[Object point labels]
+-------+

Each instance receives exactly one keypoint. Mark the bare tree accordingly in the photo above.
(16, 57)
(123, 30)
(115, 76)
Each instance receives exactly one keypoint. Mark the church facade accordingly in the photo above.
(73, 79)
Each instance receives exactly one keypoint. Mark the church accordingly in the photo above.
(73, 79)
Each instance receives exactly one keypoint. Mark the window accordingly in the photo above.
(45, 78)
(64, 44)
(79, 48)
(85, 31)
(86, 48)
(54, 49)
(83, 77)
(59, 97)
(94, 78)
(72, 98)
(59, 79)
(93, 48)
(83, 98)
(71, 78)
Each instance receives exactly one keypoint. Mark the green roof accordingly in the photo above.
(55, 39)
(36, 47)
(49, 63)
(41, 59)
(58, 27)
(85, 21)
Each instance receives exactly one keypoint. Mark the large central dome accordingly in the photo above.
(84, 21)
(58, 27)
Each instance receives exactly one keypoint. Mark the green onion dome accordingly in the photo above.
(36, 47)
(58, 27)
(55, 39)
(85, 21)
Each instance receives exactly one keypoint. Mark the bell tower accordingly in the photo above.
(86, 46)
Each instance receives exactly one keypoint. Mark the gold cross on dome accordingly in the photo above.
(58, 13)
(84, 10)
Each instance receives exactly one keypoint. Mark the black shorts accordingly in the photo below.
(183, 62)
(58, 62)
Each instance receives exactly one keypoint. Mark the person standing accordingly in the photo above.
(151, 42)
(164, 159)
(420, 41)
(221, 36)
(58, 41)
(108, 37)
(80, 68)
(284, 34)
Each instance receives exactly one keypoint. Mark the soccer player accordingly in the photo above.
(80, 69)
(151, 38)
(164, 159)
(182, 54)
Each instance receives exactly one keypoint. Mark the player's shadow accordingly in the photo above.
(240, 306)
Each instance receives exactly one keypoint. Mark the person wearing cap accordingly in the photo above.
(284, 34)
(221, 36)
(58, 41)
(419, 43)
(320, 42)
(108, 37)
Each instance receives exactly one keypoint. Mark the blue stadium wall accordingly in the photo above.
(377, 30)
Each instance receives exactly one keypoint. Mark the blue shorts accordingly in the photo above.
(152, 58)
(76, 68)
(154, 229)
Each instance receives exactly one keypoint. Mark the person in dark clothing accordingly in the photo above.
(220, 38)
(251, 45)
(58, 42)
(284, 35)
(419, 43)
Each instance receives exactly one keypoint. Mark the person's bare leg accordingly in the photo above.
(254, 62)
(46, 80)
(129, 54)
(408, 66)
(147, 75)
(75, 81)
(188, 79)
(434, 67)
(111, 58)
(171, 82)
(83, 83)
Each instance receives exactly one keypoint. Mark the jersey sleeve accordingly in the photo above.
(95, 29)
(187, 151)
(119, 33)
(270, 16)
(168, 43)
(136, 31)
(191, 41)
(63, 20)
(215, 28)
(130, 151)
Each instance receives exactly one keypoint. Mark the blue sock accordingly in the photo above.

+-------+

Copy out verbatim the stretch of records from the line containing "Each instance receives exactly one keypoint. Mark the person in" through the end of the records.

COMPLETE ANSWER:
Each instance receives exactly one keypoint. Mark the person in dark clothing accordingly in the photo above.
(220, 38)
(251, 45)
(58, 42)
(284, 35)
(419, 43)
Each instance receives exactly one keypoint. Mark the person's bare leg accordingly in the photo above.
(254, 62)
(46, 80)
(129, 54)
(408, 66)
(147, 75)
(75, 81)
(188, 79)
(434, 67)
(111, 58)
(171, 82)
(83, 83)
Each instance receives exactly one keypoint. Mark the jersey sleeve accordingly in the photo above.
(95, 29)
(187, 151)
(119, 33)
(270, 16)
(168, 43)
(136, 31)
(191, 41)
(63, 20)
(215, 28)
(130, 151)
Each instance receives exactly one keypoint. Mark the blue sock accordingly in the photo above.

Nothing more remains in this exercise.